══ Testo ══

La previsione retroattiva dell’art. 4, comma 3, della legge reg. Liguria n.
30 del 2019 sarebbe sprovvista di «un’adeguata giustificazione sul piano
della ragionevolezza» e lederebbe in maniera arbitraria «l’affidamento che
la collettività ripone nella sicurezza giuridica», meritevole di particolare
tutela «[n]ella specifica materia urbanistica».
Alla luce di tali rilievi, il ricorrente prospetta il contrasto con il
principio di ragionevolezza enunciato dall’art. 3 Cost.
7.3.– Il medesimo contrasto è denunciato dal Presidente del Consiglio dei
ministri con il ricorso di cui al reg. ric. n. 41 del 2020, con riguardo
all’art. 4, comma 3, della legge reg. Liguria n. 30 del 2019, nella
formulazione modificata dall’art. 24, comma 3, della legge reg. Liguria n. 1
del 2020.

═══
══ Dati forniti ══

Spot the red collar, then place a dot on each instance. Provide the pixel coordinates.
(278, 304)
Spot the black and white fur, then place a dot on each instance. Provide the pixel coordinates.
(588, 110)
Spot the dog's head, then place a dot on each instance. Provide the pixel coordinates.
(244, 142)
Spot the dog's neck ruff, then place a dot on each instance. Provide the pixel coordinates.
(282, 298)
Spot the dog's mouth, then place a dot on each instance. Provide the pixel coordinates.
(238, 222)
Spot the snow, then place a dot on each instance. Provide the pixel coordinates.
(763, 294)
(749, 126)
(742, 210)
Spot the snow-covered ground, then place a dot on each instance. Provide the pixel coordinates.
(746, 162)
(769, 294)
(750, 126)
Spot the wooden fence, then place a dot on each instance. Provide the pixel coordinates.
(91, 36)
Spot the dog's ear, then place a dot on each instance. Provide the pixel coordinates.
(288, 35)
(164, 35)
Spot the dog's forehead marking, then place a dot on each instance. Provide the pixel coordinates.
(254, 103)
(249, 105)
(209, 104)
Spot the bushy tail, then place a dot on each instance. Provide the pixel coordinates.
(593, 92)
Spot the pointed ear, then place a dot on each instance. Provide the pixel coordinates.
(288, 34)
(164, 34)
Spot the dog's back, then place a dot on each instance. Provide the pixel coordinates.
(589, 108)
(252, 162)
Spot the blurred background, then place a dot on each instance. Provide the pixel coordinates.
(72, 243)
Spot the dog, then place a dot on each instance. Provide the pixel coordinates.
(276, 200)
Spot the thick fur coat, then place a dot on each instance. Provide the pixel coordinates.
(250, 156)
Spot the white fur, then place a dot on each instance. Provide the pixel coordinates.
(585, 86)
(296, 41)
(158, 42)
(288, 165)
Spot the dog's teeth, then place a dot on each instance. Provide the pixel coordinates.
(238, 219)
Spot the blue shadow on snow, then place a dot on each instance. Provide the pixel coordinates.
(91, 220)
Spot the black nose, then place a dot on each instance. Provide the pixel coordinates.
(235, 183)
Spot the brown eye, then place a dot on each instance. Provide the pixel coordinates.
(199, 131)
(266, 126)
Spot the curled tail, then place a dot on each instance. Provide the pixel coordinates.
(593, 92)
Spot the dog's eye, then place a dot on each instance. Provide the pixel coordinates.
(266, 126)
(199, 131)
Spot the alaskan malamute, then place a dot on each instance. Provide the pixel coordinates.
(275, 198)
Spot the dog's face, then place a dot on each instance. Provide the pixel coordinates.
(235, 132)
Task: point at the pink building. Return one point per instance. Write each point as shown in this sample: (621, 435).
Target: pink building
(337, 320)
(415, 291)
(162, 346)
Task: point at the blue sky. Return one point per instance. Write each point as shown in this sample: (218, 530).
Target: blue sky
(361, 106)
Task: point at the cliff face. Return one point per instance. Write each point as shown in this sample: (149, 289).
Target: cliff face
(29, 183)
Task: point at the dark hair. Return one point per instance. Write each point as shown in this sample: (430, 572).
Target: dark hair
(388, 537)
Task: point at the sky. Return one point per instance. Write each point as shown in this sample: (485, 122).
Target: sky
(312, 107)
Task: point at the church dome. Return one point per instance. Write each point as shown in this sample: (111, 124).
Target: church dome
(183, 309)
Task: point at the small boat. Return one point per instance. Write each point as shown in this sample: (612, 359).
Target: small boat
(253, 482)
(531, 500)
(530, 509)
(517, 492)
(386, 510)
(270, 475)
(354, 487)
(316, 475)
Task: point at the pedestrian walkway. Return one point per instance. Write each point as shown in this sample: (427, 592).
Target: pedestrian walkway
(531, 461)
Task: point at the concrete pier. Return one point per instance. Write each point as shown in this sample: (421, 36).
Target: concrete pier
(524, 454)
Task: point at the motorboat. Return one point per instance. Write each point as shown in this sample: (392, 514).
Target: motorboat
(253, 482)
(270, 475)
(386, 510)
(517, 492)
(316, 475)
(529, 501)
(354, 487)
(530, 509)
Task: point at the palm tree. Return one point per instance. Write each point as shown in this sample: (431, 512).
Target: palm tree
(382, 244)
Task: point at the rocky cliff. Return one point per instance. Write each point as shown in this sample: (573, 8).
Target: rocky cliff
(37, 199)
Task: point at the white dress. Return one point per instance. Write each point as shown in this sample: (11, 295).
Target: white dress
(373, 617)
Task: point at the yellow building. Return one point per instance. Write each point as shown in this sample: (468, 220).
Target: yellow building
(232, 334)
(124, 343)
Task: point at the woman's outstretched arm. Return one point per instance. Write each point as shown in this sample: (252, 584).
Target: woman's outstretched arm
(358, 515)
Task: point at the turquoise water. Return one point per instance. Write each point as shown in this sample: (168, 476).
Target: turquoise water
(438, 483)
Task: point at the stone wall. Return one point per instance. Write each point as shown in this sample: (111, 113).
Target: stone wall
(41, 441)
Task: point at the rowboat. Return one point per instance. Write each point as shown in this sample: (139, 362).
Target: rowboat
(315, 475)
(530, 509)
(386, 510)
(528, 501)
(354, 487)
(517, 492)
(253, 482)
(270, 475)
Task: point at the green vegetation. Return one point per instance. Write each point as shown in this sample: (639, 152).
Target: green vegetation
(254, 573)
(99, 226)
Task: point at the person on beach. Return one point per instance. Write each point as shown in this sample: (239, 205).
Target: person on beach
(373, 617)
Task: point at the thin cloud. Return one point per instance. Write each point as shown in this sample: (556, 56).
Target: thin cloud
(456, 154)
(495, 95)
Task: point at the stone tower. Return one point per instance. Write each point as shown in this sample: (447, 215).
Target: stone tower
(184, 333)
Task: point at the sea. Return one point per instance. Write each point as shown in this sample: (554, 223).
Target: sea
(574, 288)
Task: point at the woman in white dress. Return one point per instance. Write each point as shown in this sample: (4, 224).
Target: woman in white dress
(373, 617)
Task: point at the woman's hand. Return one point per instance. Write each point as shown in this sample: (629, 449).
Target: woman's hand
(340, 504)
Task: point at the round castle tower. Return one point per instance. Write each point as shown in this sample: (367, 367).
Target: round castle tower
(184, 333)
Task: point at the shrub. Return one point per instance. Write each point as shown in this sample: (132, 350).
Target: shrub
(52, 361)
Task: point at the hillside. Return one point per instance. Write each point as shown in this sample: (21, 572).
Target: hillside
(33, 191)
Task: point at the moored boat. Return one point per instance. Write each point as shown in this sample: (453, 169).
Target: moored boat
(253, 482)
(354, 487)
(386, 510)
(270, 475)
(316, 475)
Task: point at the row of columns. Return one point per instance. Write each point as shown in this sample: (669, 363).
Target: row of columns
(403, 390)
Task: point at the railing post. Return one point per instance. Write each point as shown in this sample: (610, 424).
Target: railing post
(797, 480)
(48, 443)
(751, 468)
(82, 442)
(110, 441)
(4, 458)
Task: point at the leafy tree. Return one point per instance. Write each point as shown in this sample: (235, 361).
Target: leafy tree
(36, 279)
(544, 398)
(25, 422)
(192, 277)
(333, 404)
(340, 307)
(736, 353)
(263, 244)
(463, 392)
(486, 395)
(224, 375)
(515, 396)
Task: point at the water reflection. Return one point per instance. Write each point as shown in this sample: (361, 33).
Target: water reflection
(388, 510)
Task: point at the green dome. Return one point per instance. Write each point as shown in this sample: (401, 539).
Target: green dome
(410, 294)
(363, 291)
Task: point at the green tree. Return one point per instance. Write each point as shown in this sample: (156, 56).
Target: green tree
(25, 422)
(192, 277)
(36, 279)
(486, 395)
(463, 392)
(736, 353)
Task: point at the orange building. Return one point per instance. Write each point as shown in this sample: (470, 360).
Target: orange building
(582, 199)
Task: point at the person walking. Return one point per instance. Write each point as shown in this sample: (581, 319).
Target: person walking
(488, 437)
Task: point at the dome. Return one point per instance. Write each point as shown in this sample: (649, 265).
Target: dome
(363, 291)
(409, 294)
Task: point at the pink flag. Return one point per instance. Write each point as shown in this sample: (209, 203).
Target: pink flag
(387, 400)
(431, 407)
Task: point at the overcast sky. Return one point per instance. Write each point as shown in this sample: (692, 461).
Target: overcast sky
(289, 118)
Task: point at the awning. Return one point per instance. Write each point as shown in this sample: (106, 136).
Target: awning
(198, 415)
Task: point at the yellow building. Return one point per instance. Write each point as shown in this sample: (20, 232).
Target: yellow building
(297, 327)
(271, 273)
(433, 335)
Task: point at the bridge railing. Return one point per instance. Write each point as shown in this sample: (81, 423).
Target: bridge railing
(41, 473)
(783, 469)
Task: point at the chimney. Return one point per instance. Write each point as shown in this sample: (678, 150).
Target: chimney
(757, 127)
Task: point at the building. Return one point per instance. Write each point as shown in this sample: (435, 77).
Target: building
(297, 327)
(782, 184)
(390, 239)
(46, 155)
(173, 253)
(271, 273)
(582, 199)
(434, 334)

═══

• **Consegna**:
a) Elenca tutte le espressioni riportate tra virgolette caporali nel testo sulla legge regionale ligure.
b) Continua il testo sulla legge regionale ligure dopo la sua ultima frase.
Le voci non servono a questo esercizio.

• **Soluzioni**:
a)
- «un’adeguata giustificazione sul piano della ragionevolezza»
- «l’affidamento che la collettività ripone nella sicurezza giuridica»
- «[n]ella specifica materia urbanistica»

b)
La disposizione impugnata, nella versione oggi vigente, prevede
l’applicazione della legge reg. Liguria n. 30 del 2019 «ai locali, alle
pertinenze e agli immobili, come definiti all’articolo 1, esistenti alla
data della sua entrata in vigore o per la cui costruzione sia stato
conseguito il titolo abilitativo edilizio prima della data di approvazione
della deliberazione del Consiglio comunale di cui al comma 1».
Le modifiche apportate dalla legge reg. Liguria n. 1 del 2020 hanno
soppresso il richiamo all’approvazione del programma integrato di
intervento.
7.4.– Il ricorrente evidenzia che l’eliminazione del richiamo al programma
integrato di intervento non sana i vizi di illegittimità costituzionale
dedotti con il ricorso di cui al reg. ric. n. 35 del 2020.
Difatti, la portata derogatoria della disciplina sarebbe pur sempre «estesa
con valenza retroattiva agli immobili già abilitati» e sacrificherebbe in
modo arbitrario l’affidamento «dei controinteressati che si sono determinati
sulla base dell’assetto normativo previgente».
7.5.– Le questioni, promosse con riguardo alla versione originaria e a
quella oggi vigente dell’art. 4, comma 3, della legge reg. Liguria n. 30 del
2019, possono essere esaminate in una prospettiva unitaria, poiché identiche
sono le argomentazioni addotte dal ricorrente e dalla Regione Liguria e
identiche sono le censure.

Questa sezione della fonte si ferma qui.